Copy out the biography of soccer player Ben McKendry word for word.

**Extract to read:**
......

Ben Millar McKendry (born March 25, 1993) is a Canadian professional soccer player who plays as a midfielder.

Club career

Early career
McKendry played club soccer for the Vancouver Selects and was also a member of the Vancouver Whitecaps FC Residency program before spending his college career at the University of New Mexico.  He made a total of 60 appearances for the Lobos and tallied 14 goals and five assists. In 2014, the Lobos went to the College Cup ("Final 4") after McKendry scored the winner against the University of Washington in the "Elite 8".

He also played in the Premier Development League for Vancouver Whitecaps FC U-23.

Vancouver Whitecaps FC
On January 26, 2015, McKendry signed a homegrown contract with Vancouver Whitecaps FC.  On March 29, he made his professional debut for USL affiliate club Whitecaps FC 2 in a 4–0 defeat to Seattle Sounders FC 2. McKendry made his Whitecaps first team debut on June 1, 2016 during the 2016 Canadian Championship. He got his first start in the MLS on March 11, 2017 in 3–2 loss to the San Jose Earthquakes. On July 26, 2017 he was loaned to FC Edmonton for the remainder of 2017. At the end of the 2017 season, the Whitecaps announced they would not pick up McKendry's contract, ending his time with the club.

Turun Palloseura (TPS)
On March 19, 2018, McKendry signed with newly promoted Finnish Premier Division (Veikkausliiga) side TPS. McKendry would make 29 appearances for TPS in the 2018 season.

Nyköpings BIS
After TPS was relegated to the Ykkönen, McKendry would sign with Nyköpings BIS of Division 1 Norra for the 2019 season.

......

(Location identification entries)
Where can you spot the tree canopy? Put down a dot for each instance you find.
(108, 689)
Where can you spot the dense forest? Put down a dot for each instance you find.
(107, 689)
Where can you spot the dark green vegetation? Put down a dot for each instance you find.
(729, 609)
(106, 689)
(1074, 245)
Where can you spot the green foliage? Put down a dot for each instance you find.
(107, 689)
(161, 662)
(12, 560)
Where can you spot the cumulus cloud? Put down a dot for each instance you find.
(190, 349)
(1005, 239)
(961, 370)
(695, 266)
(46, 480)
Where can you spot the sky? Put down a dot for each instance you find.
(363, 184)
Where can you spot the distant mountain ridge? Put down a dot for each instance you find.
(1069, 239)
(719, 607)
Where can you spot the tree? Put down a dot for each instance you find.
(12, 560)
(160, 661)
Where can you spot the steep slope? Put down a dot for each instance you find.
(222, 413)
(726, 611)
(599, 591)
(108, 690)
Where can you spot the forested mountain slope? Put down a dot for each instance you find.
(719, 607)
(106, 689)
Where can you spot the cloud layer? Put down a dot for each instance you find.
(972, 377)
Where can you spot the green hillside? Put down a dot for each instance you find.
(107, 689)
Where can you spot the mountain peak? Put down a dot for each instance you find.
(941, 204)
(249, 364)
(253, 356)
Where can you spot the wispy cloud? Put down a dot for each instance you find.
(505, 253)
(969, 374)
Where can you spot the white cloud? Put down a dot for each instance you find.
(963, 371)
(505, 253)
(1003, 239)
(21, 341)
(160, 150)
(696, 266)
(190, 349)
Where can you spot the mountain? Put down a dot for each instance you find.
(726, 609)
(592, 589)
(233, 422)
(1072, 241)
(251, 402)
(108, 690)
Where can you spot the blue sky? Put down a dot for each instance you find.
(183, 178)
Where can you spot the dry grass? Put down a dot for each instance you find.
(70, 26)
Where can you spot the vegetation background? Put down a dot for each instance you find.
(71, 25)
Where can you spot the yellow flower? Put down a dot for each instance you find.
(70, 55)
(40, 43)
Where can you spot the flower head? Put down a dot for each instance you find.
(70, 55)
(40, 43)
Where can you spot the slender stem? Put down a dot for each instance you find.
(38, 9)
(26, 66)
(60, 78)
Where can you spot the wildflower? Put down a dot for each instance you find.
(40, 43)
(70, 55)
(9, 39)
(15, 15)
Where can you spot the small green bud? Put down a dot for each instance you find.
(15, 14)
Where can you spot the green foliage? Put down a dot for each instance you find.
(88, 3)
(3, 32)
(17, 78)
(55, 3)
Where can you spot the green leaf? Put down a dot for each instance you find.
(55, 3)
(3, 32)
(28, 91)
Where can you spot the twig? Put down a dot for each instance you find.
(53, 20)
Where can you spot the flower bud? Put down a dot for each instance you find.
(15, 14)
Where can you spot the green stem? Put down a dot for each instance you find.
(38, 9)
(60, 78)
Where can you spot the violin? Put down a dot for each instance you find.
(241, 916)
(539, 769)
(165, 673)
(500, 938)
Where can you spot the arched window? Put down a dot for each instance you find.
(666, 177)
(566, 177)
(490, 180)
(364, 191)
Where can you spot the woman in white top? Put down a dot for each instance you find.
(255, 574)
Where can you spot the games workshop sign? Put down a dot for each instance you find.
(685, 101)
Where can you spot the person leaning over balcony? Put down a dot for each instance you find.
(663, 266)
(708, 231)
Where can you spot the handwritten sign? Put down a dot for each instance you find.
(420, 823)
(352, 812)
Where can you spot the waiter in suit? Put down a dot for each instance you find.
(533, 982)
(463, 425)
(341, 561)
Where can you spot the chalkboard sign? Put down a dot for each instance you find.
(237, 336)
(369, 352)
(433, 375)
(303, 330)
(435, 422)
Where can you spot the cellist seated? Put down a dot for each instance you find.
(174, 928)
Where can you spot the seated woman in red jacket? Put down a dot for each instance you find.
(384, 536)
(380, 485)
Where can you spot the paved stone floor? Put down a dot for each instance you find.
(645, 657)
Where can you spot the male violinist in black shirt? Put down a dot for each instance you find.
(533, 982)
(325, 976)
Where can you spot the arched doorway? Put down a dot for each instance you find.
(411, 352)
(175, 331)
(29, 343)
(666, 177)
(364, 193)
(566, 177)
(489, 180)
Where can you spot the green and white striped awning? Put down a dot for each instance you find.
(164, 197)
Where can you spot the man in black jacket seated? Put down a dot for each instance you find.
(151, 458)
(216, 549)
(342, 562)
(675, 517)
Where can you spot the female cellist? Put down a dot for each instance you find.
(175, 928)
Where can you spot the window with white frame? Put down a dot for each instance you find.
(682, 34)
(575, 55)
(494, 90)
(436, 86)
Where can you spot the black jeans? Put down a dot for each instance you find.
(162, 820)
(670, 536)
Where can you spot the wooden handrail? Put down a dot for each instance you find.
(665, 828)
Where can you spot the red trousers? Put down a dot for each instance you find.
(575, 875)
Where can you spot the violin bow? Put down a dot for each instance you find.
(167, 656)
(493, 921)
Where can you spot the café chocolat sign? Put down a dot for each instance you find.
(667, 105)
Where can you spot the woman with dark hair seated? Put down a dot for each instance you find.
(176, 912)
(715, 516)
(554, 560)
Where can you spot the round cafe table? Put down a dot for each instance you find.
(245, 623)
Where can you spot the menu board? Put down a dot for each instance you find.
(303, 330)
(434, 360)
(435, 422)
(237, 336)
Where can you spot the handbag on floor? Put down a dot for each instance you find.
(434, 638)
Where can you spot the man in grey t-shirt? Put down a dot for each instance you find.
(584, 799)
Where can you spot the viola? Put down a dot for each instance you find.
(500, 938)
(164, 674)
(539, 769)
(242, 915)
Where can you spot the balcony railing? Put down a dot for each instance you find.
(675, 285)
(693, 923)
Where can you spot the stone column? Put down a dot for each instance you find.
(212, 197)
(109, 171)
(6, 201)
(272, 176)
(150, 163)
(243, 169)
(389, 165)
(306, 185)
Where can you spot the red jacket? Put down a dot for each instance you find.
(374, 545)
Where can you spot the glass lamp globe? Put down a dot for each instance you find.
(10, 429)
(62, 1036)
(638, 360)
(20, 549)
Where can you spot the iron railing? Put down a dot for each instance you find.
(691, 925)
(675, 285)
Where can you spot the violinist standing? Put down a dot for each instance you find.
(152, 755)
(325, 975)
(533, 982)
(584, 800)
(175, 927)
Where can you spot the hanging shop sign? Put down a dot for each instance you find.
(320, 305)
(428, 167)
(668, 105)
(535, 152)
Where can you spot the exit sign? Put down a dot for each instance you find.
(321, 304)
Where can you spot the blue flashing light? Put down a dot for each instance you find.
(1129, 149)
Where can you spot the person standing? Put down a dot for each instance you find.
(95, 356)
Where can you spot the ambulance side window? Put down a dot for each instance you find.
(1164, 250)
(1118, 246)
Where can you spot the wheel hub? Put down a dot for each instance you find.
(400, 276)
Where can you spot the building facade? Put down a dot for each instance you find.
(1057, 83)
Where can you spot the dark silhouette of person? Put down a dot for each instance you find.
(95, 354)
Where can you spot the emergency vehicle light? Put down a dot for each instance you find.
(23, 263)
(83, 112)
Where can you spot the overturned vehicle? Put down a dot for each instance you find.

......

**Response:**
Ben Millar McKendry (born March 25, 1993) is a Canadian professional soccer player who plays as a midfielder.

Club career

Early career
McKendry played club soccer for the Vancouver Selects and was also a member of the Vancouver Whitecaps FC Residency program before spending his college career at the University of New Mexico.  He made a total of 60 appearances for the Lobos and tallied 14 goals and five assists. In 2014, the Lobos went to the College Cup ("Final 4") after McKendry scored the winner against the University of Washington in the "Elite 8".

He also played in the Premier Development League for Vancouver Whitecaps FC U-23.

Vancouver Whitecaps FC
On January 26, 2015, McKendry signed a homegrown contract with Vancouver Whitecaps FC.  On March 29, he made his professional debut for USL affiliate club Whitecaps FC 2 in a 4–0 defeat to Seattle Sounders FC 2. McKendry made his Whitecaps first team debut on June 1, 2016 during the 2016 Canadian Championship. He got his first start in the MLS on March 11, 2017 in 3–2 loss to the San Jose Earthquakes. On July 26, 2017 he was loaned to FC Edmonton for the remainder of 2017. At the end of the 2017 season, the Whitecaps announced they would not pick up McKendry's contract, ending his time with the club.

Turun Palloseura (TPS)
On March 19, 2018, McKendry signed with newly promoted Finnish Premier Division (Veikkausliiga) side TPS. McKendry would make 29 appearances for TPS in the 2018 season.

Nyköpings BIS
After TPS was relegated to the Ykkönen, McKendry would sign with Nyköpings BIS of Division 1 Norra for the 2019 season.